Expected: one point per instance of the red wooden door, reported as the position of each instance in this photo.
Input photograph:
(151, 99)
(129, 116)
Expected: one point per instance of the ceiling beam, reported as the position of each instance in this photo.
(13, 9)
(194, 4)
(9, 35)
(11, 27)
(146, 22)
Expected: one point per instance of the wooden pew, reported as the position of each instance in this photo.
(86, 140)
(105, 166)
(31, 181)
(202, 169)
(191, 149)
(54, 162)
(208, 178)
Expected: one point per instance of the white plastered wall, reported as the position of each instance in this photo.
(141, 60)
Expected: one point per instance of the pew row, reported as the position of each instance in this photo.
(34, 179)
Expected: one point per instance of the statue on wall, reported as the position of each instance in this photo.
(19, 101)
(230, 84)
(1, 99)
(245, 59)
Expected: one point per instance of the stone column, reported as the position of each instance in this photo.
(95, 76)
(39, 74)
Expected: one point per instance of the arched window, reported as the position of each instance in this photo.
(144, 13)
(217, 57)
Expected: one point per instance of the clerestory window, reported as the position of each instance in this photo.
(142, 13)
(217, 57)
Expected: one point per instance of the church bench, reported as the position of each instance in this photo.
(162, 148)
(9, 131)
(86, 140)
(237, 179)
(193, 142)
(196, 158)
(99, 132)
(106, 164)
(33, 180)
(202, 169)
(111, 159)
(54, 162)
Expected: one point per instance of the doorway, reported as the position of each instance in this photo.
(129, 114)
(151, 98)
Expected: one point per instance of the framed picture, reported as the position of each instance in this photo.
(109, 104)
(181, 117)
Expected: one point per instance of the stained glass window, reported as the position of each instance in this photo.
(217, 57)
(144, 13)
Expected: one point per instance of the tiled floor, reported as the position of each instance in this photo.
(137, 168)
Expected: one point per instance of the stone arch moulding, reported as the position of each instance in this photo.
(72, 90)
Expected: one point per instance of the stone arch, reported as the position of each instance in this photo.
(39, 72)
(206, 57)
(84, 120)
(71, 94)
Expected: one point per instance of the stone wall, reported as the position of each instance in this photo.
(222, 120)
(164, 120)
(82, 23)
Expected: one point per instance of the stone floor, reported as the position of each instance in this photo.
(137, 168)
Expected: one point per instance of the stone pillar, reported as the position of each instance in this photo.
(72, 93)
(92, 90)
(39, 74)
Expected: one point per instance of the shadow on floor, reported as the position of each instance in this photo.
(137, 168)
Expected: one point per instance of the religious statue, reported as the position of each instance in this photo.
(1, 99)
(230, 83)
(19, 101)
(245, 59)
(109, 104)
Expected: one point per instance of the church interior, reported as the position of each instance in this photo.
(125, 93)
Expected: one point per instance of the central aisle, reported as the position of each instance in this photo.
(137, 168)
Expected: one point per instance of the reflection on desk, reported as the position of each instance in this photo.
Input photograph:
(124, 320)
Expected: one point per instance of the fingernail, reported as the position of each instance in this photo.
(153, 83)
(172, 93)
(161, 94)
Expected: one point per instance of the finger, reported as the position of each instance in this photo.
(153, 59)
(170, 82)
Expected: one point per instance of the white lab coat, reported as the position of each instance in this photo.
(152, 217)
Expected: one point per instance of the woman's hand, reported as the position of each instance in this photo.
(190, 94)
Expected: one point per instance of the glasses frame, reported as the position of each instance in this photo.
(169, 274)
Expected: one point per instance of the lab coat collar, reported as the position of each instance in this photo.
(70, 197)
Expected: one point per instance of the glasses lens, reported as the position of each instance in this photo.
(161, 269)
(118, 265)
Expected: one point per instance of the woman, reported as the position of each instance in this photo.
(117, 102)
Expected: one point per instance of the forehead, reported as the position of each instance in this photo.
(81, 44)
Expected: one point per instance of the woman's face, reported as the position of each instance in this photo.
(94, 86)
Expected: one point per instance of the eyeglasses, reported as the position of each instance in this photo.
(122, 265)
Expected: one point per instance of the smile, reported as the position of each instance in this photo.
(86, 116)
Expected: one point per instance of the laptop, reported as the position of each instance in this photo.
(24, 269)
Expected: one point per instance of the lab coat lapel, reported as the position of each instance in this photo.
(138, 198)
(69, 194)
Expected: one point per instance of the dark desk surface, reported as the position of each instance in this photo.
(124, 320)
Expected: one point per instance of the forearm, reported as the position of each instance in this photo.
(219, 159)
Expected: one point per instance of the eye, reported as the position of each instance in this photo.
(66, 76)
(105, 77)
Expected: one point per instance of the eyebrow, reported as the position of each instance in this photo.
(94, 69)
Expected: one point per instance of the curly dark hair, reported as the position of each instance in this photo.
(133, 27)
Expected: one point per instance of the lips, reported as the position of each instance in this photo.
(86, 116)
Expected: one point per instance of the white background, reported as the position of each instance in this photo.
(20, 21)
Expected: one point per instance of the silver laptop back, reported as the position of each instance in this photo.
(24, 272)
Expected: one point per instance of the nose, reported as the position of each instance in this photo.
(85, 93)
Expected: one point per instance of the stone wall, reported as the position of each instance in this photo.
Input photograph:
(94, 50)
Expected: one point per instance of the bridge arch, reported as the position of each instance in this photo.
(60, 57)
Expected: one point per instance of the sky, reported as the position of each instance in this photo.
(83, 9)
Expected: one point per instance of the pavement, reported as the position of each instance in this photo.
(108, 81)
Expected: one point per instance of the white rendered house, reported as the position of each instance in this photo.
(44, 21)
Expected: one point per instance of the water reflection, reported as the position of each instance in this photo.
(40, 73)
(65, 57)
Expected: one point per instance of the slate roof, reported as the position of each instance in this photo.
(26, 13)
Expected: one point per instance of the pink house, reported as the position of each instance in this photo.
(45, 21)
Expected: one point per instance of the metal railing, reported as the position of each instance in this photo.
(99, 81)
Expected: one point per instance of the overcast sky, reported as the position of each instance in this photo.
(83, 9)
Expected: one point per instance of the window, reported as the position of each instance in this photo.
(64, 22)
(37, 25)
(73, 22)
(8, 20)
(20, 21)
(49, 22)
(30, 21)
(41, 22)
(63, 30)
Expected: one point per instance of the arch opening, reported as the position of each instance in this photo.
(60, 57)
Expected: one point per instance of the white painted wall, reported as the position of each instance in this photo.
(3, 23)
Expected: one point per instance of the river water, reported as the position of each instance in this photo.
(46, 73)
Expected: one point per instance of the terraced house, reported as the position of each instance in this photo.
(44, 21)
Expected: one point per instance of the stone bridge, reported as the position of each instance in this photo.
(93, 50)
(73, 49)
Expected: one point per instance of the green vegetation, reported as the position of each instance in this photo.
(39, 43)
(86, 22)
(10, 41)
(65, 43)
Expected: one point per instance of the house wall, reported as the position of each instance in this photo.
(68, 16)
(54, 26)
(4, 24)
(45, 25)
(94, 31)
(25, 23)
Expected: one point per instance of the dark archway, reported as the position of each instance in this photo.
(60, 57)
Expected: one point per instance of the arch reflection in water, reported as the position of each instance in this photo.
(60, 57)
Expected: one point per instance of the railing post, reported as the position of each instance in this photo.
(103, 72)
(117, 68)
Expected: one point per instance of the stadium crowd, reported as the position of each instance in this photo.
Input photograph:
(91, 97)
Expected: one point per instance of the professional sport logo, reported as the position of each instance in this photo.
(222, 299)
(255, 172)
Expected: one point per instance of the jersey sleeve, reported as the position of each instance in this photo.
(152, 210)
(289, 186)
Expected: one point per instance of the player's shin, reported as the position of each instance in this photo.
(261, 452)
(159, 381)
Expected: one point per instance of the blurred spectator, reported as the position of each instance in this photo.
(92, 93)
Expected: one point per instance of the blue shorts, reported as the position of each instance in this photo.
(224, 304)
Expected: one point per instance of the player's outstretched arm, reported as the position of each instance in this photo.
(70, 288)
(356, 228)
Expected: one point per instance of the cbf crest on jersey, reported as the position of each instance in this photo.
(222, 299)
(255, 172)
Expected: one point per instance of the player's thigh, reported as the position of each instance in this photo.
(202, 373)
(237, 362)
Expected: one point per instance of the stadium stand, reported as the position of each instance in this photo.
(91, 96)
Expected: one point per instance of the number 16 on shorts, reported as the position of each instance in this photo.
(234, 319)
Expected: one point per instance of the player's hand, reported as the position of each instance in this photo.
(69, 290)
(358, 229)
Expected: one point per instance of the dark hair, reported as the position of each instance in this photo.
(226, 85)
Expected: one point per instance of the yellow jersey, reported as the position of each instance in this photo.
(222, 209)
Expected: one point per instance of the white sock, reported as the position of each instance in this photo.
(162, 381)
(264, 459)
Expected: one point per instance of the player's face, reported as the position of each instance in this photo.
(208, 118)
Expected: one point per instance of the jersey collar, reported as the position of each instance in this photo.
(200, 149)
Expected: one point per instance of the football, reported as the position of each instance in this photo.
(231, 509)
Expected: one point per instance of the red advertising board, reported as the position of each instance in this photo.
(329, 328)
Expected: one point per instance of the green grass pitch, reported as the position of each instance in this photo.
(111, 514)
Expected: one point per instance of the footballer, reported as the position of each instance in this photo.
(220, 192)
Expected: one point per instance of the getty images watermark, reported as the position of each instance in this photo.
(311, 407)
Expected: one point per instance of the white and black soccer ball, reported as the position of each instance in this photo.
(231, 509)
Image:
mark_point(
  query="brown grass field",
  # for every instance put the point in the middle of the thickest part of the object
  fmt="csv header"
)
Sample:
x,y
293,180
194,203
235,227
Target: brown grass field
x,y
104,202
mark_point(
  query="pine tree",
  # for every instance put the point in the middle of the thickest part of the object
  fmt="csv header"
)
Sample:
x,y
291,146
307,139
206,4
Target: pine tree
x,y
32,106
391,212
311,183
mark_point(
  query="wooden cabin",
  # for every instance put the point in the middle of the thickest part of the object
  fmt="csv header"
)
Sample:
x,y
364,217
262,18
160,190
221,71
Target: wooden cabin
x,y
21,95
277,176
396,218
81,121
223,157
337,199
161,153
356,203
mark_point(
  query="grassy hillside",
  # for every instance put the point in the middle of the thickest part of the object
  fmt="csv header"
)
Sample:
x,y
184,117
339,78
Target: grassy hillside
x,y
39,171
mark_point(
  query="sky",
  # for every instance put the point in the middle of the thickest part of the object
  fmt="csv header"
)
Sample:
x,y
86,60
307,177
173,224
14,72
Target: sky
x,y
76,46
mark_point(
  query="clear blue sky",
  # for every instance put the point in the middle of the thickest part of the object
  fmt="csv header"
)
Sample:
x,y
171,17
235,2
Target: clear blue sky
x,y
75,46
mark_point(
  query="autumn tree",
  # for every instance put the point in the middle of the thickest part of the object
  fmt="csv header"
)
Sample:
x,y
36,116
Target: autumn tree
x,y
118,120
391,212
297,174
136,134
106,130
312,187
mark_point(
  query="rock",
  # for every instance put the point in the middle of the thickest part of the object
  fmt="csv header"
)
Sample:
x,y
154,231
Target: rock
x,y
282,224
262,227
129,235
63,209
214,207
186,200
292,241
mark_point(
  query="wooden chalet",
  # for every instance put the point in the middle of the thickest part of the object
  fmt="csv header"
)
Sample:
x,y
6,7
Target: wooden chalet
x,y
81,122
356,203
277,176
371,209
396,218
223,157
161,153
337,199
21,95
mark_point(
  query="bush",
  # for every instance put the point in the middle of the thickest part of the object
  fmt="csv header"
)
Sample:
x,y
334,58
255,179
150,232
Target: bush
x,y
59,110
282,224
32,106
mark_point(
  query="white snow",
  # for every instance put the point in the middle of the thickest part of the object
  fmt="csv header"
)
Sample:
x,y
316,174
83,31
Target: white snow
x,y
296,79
● ● ● ● ● ● ●
Work to be completed ::
Each line holding the word "query" must be pulled from the records.

Answer section ::
  query="brown grass field",
  query="pine tree",
  query="wooden cabin",
  query="grassy hillside",
  query="sky",
  query="clear blue sky",
  query="autumn tree",
  query="rock",
  query="wooden chalet",
  query="bush",
  query="white snow",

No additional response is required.